#### [TASK SET]
- A) Determine whether each statement agrees with the education tip, answering yes or no and quoting the deciding words: (i) Assessment serves only as the final component of a learning process. (ii) Assessments that lead to a grade and decide whether students pass the course unit are called assessment of learning. (iii) Assessment for learning gives students a view of where they are in their learning process.
- B) According to the education tip, what is the name for assessments used as an engine for learning?
- C) Reproduce the education tip's passage starting with "What are the" and going on through "assessment for learning.".

━━━━━ EXTRACT

How to Achieve High-Quality Assessments?

As lecturer, when assessing, you may initially think of ways to determine how well students master the learning material and pre-determined competencies. But assessing involves more than that. This education tip explains the difference between assessment of learning and assessment for learning and how to use both approaches to carry out high-quality assessments. 

What are the two forms of assessment? 

Assessment is not only the final component of a learning process to determine grades, but is also an engine for learning: 

  • Through exams, papers or other forms of assessments, you as lecturer can check to what extent your students master the learning material and competencies. These assessments are a culmination of a learning process, lead to a grade for the students and determine whether or not students pass your course unit. This form of assessment is the so-called assessment of learning
  • However, assessments can also be used as an engine for learning. Students get a view of where they are at in their learning process and can teach them to make adjustment. That is called assessment for learning.

━━━━━━━━━━
━━━━━ MATERIAL

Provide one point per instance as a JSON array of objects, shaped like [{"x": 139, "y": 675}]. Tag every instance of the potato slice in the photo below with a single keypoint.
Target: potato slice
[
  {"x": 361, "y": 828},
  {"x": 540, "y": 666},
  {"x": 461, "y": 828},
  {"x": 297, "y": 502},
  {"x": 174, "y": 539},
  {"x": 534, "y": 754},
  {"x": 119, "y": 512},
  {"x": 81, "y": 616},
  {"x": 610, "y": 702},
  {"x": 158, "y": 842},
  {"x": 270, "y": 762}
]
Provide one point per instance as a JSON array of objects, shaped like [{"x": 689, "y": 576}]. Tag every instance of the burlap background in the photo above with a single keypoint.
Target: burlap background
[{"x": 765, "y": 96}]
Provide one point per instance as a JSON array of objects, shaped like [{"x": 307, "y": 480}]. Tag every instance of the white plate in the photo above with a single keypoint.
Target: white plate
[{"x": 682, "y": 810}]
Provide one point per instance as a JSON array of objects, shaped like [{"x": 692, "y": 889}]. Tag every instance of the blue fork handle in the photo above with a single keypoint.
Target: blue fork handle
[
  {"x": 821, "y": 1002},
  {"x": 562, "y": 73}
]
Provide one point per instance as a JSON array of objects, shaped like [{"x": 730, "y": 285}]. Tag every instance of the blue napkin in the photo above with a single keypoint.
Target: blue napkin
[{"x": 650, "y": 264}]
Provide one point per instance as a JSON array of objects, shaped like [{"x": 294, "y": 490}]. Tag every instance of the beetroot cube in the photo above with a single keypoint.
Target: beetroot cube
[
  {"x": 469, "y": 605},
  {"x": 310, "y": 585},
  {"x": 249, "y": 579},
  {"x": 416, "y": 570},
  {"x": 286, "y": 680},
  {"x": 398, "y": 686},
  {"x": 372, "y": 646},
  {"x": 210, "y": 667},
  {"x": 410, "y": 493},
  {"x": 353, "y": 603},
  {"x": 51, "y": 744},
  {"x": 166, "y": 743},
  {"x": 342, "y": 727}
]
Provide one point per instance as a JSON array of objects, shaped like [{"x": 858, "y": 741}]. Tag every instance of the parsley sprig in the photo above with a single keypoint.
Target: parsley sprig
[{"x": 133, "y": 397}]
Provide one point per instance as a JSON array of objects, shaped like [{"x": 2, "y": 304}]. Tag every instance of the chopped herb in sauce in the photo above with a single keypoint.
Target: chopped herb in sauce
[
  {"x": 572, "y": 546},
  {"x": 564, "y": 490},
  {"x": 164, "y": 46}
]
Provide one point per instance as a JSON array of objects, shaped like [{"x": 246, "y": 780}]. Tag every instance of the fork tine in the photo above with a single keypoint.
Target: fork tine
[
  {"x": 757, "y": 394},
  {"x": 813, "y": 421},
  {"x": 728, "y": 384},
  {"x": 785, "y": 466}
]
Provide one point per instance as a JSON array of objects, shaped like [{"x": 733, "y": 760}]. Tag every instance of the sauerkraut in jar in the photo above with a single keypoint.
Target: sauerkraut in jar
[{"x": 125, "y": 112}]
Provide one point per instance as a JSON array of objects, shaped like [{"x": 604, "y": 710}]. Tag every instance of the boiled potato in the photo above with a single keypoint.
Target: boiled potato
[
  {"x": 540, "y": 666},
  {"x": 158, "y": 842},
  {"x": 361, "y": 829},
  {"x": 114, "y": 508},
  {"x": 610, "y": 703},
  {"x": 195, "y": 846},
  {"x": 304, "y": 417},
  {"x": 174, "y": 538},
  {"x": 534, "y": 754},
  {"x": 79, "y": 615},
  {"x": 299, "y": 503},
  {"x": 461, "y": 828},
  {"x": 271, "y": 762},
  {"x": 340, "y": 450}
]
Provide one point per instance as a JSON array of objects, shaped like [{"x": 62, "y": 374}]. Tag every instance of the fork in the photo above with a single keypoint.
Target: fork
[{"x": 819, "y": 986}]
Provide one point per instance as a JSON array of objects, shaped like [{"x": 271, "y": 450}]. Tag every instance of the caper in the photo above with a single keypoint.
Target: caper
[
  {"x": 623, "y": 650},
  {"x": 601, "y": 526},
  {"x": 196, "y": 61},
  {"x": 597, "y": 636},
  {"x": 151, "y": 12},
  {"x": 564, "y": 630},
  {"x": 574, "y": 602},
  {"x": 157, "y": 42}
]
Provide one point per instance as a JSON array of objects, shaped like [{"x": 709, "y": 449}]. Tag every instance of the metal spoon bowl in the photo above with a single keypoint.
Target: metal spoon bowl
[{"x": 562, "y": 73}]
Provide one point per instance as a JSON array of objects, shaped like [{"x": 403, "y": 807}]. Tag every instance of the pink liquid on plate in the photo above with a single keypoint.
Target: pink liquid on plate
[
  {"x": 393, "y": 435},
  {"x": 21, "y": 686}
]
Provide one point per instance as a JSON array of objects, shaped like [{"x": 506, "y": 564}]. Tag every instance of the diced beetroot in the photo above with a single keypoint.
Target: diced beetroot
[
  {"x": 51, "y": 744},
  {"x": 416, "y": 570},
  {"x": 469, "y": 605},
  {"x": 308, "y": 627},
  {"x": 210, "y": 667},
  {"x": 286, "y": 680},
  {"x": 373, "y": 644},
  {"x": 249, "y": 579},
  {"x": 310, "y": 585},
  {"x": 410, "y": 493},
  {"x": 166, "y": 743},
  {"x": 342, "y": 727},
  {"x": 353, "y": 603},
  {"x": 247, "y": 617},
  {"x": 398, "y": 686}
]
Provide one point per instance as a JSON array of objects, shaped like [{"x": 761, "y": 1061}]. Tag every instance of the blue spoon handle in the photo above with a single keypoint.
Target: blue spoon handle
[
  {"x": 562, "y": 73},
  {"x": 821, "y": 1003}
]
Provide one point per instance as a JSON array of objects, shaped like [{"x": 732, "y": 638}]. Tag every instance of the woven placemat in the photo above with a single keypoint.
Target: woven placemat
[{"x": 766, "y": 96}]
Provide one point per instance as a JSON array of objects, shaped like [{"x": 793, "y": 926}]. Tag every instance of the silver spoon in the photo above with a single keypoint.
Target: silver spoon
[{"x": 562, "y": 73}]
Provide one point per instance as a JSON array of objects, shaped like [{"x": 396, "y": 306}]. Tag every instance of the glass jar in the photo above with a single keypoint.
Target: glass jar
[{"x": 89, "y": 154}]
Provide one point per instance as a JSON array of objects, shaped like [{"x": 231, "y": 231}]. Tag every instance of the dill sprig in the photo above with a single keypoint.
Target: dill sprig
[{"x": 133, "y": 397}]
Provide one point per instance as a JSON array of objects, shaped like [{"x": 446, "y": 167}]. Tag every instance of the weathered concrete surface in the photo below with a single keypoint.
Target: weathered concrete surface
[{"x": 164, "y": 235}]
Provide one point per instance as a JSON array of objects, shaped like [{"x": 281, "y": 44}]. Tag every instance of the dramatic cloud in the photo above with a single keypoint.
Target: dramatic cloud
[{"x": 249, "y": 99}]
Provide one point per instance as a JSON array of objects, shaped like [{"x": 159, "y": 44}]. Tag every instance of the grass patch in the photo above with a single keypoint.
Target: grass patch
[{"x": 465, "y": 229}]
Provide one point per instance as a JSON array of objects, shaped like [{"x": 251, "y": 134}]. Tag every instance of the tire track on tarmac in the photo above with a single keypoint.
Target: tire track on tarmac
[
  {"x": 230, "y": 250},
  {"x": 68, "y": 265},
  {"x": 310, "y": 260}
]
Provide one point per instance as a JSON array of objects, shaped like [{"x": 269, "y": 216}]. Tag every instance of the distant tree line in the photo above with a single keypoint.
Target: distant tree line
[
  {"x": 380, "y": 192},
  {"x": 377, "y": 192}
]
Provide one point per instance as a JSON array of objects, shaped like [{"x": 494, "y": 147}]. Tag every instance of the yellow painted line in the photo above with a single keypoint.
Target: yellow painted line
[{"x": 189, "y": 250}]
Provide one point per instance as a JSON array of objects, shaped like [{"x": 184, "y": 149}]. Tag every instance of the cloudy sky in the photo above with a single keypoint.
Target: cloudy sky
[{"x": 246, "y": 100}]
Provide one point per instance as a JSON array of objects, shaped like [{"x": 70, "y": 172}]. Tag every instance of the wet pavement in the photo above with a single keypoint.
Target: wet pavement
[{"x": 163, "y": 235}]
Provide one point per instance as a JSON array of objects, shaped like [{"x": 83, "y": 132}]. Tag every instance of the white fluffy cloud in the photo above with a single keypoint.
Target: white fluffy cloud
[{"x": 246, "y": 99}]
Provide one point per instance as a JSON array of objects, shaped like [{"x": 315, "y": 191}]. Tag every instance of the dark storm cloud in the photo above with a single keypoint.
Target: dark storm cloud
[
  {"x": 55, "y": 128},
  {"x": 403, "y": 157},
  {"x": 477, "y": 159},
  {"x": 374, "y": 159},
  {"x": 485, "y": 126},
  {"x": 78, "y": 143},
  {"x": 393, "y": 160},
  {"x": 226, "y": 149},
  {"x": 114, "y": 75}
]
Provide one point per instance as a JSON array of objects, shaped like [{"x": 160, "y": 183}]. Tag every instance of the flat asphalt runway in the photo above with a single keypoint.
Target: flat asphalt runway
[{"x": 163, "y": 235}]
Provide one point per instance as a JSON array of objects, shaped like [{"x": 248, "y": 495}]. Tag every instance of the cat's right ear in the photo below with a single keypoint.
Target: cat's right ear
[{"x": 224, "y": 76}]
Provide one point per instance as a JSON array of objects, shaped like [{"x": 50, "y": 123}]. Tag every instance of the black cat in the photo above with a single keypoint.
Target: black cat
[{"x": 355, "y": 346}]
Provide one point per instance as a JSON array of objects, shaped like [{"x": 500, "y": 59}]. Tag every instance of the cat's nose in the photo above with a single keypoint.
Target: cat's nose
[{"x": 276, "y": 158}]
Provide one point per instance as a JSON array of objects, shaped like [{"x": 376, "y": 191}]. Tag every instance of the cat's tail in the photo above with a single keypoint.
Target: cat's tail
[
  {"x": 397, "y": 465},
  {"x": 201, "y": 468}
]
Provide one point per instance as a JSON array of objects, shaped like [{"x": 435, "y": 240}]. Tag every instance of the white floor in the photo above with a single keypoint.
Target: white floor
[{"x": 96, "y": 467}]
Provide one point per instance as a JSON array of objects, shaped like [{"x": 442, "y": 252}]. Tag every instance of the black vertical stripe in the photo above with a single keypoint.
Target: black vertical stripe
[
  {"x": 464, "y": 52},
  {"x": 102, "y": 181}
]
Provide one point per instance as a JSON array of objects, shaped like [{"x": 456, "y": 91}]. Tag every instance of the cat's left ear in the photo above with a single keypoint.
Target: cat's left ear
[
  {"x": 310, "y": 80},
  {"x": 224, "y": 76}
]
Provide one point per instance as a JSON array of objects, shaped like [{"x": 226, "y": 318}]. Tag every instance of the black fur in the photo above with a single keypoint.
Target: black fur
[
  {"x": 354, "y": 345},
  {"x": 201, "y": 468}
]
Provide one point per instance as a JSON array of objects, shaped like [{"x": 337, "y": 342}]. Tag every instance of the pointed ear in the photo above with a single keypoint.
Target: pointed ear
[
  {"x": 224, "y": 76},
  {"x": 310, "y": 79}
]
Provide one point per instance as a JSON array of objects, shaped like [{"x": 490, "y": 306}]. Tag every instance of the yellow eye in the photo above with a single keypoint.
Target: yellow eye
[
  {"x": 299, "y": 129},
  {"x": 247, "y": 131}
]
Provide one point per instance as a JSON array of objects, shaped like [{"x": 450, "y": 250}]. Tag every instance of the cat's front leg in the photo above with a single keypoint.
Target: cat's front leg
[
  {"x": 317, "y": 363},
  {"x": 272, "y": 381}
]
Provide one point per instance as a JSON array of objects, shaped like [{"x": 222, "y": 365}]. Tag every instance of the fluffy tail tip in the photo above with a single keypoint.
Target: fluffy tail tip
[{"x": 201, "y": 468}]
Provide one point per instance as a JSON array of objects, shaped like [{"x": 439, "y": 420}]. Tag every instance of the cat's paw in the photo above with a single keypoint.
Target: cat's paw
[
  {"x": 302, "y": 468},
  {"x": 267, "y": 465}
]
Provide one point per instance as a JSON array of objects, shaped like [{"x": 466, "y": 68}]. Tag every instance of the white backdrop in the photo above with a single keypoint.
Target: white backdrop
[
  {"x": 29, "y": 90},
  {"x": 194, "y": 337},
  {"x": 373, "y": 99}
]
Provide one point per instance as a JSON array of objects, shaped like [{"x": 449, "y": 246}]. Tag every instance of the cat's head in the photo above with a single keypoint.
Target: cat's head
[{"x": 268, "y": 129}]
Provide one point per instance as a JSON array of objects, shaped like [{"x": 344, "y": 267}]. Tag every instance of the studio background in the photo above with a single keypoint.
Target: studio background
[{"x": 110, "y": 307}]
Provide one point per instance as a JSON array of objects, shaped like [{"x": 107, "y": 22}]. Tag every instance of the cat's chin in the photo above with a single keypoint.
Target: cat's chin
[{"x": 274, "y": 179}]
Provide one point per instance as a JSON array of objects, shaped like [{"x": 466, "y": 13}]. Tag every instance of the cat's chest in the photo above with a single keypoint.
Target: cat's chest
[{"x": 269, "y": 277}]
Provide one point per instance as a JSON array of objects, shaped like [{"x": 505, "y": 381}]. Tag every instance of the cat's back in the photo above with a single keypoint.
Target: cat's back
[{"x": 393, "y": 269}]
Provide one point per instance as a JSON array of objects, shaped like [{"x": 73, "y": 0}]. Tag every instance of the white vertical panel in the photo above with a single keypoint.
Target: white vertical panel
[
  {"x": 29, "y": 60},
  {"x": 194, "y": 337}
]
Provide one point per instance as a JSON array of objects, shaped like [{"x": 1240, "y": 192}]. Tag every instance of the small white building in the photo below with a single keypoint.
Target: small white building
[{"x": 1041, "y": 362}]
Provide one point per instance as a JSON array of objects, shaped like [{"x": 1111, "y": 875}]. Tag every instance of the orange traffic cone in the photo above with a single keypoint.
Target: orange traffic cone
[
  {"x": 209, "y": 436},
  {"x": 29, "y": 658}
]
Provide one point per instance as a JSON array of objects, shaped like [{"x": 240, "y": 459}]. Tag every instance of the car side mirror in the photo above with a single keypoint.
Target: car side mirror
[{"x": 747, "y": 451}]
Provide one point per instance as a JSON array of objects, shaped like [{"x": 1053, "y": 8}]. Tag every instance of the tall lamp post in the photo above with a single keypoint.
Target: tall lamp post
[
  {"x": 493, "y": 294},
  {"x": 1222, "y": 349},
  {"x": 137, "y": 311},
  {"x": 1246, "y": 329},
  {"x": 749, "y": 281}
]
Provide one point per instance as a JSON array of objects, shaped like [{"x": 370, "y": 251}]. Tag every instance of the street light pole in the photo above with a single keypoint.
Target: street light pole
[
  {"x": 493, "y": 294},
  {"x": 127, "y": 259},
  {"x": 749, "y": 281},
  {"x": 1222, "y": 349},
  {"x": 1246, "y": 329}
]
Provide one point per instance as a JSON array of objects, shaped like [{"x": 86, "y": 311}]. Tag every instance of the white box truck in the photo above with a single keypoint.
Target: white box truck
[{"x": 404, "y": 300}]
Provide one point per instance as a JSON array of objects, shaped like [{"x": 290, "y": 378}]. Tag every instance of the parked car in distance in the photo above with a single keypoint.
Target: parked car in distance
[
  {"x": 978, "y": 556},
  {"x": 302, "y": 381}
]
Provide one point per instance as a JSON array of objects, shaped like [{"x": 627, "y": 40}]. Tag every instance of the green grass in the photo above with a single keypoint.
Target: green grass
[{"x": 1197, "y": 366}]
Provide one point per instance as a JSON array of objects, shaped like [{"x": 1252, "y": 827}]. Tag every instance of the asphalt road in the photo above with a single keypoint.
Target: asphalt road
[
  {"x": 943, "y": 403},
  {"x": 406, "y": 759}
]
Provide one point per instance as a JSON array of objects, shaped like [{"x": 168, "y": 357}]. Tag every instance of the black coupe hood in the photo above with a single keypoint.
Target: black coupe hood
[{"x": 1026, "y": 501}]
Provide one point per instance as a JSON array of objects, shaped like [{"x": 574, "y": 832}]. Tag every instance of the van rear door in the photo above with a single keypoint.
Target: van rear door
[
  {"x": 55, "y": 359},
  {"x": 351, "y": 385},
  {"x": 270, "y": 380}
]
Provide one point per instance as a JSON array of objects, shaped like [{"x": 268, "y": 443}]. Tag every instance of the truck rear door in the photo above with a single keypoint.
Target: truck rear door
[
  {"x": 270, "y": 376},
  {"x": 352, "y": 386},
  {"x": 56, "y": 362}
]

━━━━━━━━━━

#### [TASK RESULTS]
- A)
(i) No: "Assessment is not only the final component of a learning process to determine grades, but is also an engine for learning"
(ii) Yes: "These assessments are a culmination of a learning process, lead to a grade for the students and determine whether or not students pass your course unit. This form of assessment is the so-called assessment of learning"
(iii) Yes: "Students get a view of where they are at in their learning process"

- B) Assessment for learning.

- C)
What are the two forms of assessment? 

Assessment is not only the final component of a learning process to determine grades, but is also an engine for learning: 

  • Through exams, papers or other forms of assessments, you as lecturer can check to what extent your students master the learning material and competencies. These assessments are a culmination of a learning process, lead to a grade for the students and determine whether or not students pass your course unit. This form of assessment is the so-called assessment of learning
  • However, assessments can also be used as an engine for learning. Students get a view of where they are at in their learning process and can teach them to make adjustment. That is called assessment for learning.